### TASK INSTRUCTIONS
Reproduce the entries below word for word, omitting any pictures.
☆ ☆ ☆
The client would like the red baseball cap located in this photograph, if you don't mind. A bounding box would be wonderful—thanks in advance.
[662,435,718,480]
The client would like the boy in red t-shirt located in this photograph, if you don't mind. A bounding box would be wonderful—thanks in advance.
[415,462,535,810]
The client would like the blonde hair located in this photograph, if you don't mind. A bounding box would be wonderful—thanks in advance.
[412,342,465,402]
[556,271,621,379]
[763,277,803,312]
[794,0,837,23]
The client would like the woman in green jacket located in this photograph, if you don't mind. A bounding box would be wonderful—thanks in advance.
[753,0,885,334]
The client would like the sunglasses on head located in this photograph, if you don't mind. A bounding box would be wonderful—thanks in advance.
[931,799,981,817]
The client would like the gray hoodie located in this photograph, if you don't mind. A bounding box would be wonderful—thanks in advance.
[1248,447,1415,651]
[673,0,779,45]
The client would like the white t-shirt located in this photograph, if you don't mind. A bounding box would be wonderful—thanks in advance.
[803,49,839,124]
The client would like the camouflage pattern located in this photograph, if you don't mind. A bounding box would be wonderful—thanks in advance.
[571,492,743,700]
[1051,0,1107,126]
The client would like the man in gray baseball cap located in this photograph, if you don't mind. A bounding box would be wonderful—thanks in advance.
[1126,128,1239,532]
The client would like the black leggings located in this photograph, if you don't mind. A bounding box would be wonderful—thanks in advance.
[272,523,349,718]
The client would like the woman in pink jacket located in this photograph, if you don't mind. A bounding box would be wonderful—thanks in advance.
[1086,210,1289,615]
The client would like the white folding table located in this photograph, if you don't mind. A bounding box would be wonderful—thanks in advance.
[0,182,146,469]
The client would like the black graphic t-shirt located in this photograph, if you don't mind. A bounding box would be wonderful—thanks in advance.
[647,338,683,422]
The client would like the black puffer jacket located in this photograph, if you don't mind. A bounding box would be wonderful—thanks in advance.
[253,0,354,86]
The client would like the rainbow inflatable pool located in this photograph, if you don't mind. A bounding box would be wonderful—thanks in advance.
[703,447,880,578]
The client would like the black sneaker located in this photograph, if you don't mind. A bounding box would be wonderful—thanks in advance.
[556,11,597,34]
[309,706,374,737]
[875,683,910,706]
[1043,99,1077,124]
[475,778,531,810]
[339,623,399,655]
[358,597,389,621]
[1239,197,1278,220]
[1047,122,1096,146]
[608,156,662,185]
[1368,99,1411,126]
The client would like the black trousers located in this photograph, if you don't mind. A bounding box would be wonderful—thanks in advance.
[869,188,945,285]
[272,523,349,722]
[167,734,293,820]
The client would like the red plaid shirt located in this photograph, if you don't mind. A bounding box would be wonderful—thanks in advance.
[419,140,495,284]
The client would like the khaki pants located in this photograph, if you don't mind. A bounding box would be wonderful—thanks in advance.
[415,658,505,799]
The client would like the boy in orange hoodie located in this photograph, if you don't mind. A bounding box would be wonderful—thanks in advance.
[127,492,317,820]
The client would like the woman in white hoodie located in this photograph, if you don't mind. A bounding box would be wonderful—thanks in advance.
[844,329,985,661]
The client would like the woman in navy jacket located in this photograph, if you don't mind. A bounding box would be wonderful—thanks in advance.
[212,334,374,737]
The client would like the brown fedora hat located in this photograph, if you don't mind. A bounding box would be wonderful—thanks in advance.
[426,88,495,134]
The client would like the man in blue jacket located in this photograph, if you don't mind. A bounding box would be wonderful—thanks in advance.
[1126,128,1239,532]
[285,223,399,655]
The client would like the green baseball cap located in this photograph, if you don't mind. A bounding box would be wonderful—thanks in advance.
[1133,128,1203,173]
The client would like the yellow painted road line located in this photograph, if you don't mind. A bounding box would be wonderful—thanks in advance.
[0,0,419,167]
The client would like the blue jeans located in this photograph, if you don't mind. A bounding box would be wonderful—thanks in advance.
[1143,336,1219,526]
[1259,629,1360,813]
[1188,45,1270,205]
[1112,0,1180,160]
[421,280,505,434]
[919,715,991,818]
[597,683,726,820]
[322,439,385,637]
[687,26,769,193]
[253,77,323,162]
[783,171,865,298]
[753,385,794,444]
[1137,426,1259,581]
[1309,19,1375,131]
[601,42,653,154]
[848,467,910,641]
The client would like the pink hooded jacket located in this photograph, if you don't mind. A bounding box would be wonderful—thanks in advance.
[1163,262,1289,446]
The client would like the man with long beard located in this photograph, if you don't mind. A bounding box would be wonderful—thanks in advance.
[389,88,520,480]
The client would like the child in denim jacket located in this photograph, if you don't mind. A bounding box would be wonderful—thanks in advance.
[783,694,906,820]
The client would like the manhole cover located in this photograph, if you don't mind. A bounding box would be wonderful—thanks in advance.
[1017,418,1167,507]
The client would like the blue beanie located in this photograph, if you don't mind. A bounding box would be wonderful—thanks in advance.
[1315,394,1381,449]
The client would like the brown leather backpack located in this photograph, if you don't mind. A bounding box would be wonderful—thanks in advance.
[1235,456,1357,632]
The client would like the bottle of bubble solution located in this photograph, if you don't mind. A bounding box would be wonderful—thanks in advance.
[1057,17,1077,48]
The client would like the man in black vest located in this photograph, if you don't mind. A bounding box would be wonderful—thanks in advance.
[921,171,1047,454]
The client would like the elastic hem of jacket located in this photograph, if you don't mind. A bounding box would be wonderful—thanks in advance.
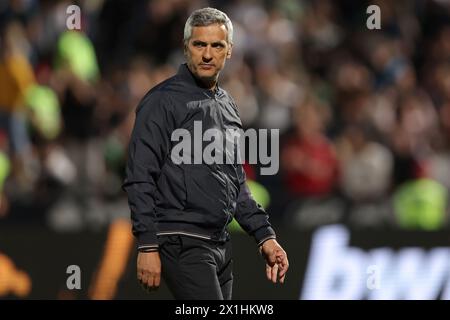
☆ ☆ ☆
### ANSWER FOR THE TASK
The client would like the red baseball cap located in this photograph, if you don't mind. A bounding box would be wonderful—thanks in advance.
[662,435,718,480]
The client would like the boy in red t-shirt located in this photograph, if you don't mind. A bounding box would be wonderful—thanks in advance.
[415,462,535,810]
The client would like the blonde hair located in this photograph, if you don't mind. A bounding box would be wonderful—thanks in advance.
[412,342,465,402]
[556,271,621,379]
[763,277,803,312]
[794,0,837,23]
The client would like the woman in green jacket located in this photograph, if you don't mind. A bounding box would be wonderful—thanks in advance.
[753,0,885,334]
The client would like the sunglasses on head located in this photograph, if you don't mind. A bounding box would be wonderful—thanks in advance.
[931,799,981,817]
The client would like the gray hoodie located in this photograph, if you don't mind. A bounding box would be wonderful—thanks in advance.
[1248,447,1415,651]
[673,0,779,45]
The client would like the white t-shirt located in this photograph, if you don't mind. A bounding box would be wonderful—thanks in advance.
[803,49,839,124]
The client would like the camouflage pattern located in this photograph, if you don't mind. A bounding box would be wonderful—thanks in advance.
[571,492,743,700]
[1051,0,1107,126]
The client would like the man in gray baseball cap located in this photograph, if you don't mind. A bounding box would be wonderful—thanks in advance.
[1126,128,1239,532]
The client would like the black leggings located in this photograph, if you don't mind. A bounding box would be wonderful—thanks in advance.
[272,523,349,718]
The client would like the woman in pink jacket located in this photograph, if you don't mind. A bounding box would be wonderful—thanks in advance.
[1086,210,1289,615]
The client would like the white folding table located in this photograph, if you don't mind. A bounding box would be wonderful—thanks in advance.
[0,182,146,469]
The client would like the black graphic t-shirt located in this photograph, if you don't mind. A bounding box would be wonderful—thanks in advance.
[647,338,683,422]
The client would like the black puffer jacket located in this photograph, if you don't mind. A bounding box would be wonderful—thanks in advance.
[253,0,354,86]
The client would like the rainbow inflatable pool located in this photograph, if you don't mind. A bounding box would be wonderful—thanks in advance.
[703,447,880,578]
The client would like the black sneaker located in this photograph, if you don't mind. A bounding box would be wonderful—thanks in advance.
[556,11,597,34]
[309,706,374,737]
[875,683,910,706]
[1043,99,1077,124]
[475,778,531,810]
[339,623,399,655]
[358,597,389,621]
[1239,197,1278,220]
[1047,122,1096,146]
[608,156,662,185]
[1368,99,1411,126]
The client would like the black trousers located in this photograph, if you don't mind. A bounding box would be wonderful—thanks in advance.
[869,188,945,285]
[272,523,349,722]
[167,734,293,820]
The client would like the red plaid shirt located in this photograph, if you don't mind. A bounding box would be wonderful—thanks in advance.
[419,140,495,284]
The client would like the khaki pants located in this photograph, if you don't mind. A bounding box would be wonderful—thanks in advance.
[415,658,505,799]
The client would like the boy in orange hoodie located in this photograph, if you don't mind. A bounding box would be wonderful—thanks in advance.
[127,492,317,820]
The client would like the woman in white hoodie located in this photograph, if you don't mind. A bounding box would be wonderful—thanks in advance.
[844,329,985,661]
The client would like the woman in navy jacket located in this photograph, if you don't mind. A bounding box would be wonderful—thanks in advance.
[212,334,374,737]
The client would like the brown fedora hat located in this photograph, if you don't mind. A bounding box would be wonderful—thanks in advance.
[426,88,495,134]
The client would like the man in blue jacket located in this photograph, if you don't mind. A bounding box would be wonderful—thanks in advance.
[1126,128,1239,532]
[285,223,399,655]
The client would like the green baseball cap located in this photograph, if you don't mind. A bounding box would be wonderful—thanks in advance.
[1133,128,1203,173]
The client would like the yellow painted road line located in this photograph, if you don't mind. A bounding box would be wonderful—thanks in advance.
[0,0,419,167]
The client would like the blue jeans located in this photograph, if you don't mind. A bounding box would be wonderful—thanks in advance.
[1143,336,1219,526]
[1259,629,1360,813]
[1188,45,1270,205]
[1112,0,1180,160]
[421,280,505,434]
[919,715,991,818]
[597,683,726,820]
[322,439,385,637]
[687,26,769,193]
[253,77,323,162]
[783,171,865,298]
[753,385,794,444]
[1137,426,1259,581]
[1309,19,1375,131]
[601,42,653,154]
[848,467,910,641]
The client would like the pink hooded jacket located in this photograph, if you don't mind. A bounding box would be wonderful—thanks in advance.
[1163,262,1289,446]
The client would like the man with long beard located in this photograph, if you don't mind. A bounding box would be wonderful—thanks in advance.
[389,88,520,480]
The client would like the child in denim jacket located in this photograph, if you don't mind. A bounding box would be wonderful—thanks in advance.
[783,694,906,820]
The client would like the manhole cover located in this photograph, if you don't mind. A bounding box would be wonderful—thanks in advance.
[1017,418,1167,507]
The client would like the blue beanie located in this photograph, if you don't mind. A bounding box would be wonderful—thanks in advance.
[1315,394,1381,449]
The client would like the brown leather backpack located in this photograph, if you don't mind. A bounding box would be wonderful—thanks in advance.
[1235,456,1357,632]
The client would like the bottle of bubble solution located in this photograph, if you don't mind. A bounding box would be wonderful—thanks in advance.
[1057,17,1077,48]
The client would like the man in black vest located in this photograph, if you don't mind. A bounding box would be wonderful—thanks in advance.
[921,171,1047,454]
The client would like the elastic hem of jacket located in this photograph, if you don't mind. A bounding box would be wonderful—thanks in advance.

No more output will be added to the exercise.